SELECTED TEXT:

--------------------------------------------------

Do I Really Need to Treat My Pets for Fleas/Ticks in the Fall/Winter?

While there’s no denying that Thanksgiving is a delight and the leaves changing color is an annual treat, the final point isn’t quite correct. Many pet owners assume that fleas and ticks are predominantly a problem for warm weather, that pests flourish in spring and summer, then begin to die off as the colder months set in. The natural conclusion many pet owners come to is that they only need be concerned with flea and tick treatments between March and August – but this isn’t actually the case. While there’s no denying we’ll all miss the long, hazy summer days, there’s a variety of delights to be enjoyed in the forthcoming months: the changing color of the leaves and colder days, but not the freedom from worrying about our pets and their exposure to fleas and ticks.

Fleas and ticks are resilient creatures, and while their population levels do tend to decline over the cooler months, they still pose a threat to domestic pets. Fleas and ticks are more than capable of finding warmer areas to enjoy in the winter; beneath log piles, for example, or even inside a home. The average flea lives for over 100 days which, with continued breeding in a warm space, means they are more than capable of surviving a winter. Ticks live even longer still – up to three years – so provided they find somewhere cozy, they’ll easily make it through to spring.

Flea bites may go unnoticed on some pets, cause slight irritation in others and produce extensive itching, red lesions, hair loss and even ulcers in those animals with flea allergy dermatitis, which is the result of extreme sensitivity to flea saliva. Severe flea infestations can cause anemia, especially in puppies and kittens. Fleas can also transmit several diseases, as well as tapeworm. Ticks can also be “vectors” or carriers of a number of bacterial diseases. Adult fleas are generally smaller than a sesame seed, who feed on the blood of animals. When a flea is on your pet they bite through the skin to suck up blood – in quantities of up to 15 times their body weight daily in the case of female cat fleas. If one flea finds your cat an attractive food source, you can be sure that other fleas will, too!

--------------------------------------------------

DATASET SECTION:
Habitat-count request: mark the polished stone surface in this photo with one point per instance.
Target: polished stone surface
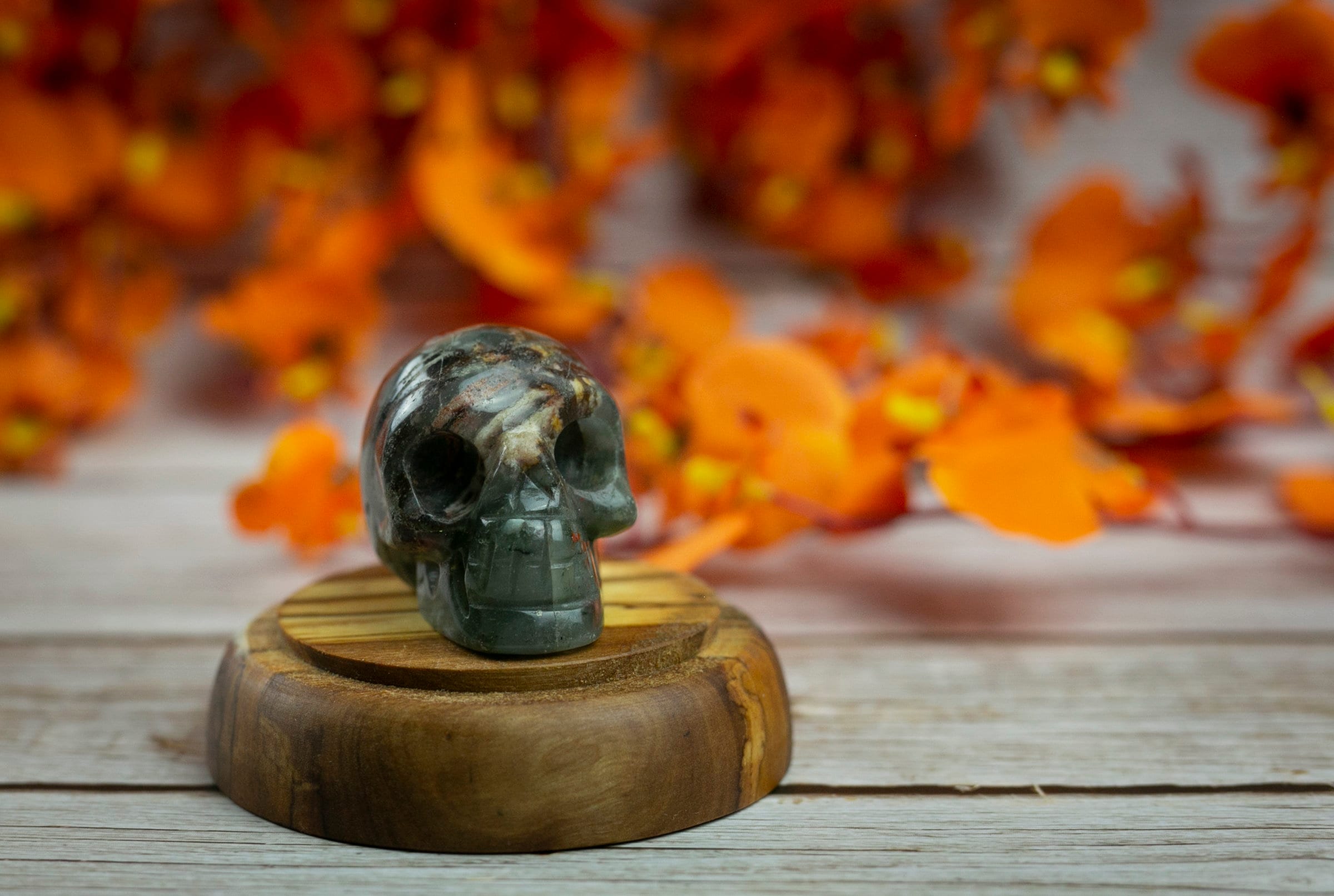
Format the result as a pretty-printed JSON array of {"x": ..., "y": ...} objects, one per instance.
[{"x": 490, "y": 463}]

--------------------------------------------------

TASK PROMPT: Write out the passage of the flea and tick article between "While there’s no denying that" and "fleas and ticks.", inclusive.

WRITTEN RESPONSE:
While there’s no denying that Thanksgiving is a delight and the leaves changing color is an annual treat, the final point isn’t quite correct. Many pet owners assume that fleas and ticks are predominantly a problem for warm weather, that pests flourish in spring and summer, then begin to die off as the colder months set in. The natural conclusion many pet owners come to is that they only need be concerned with flea and tick treatments between March and August – but this isn’t actually the case. While there’s no denying we’ll all miss the long, hazy summer days, there’s a variety of delights to be enjoyed in the forthcoming months: the changing color of the leaves and colder days, but not the freedom from worrying about our pets and their exposure to fleas and ticks.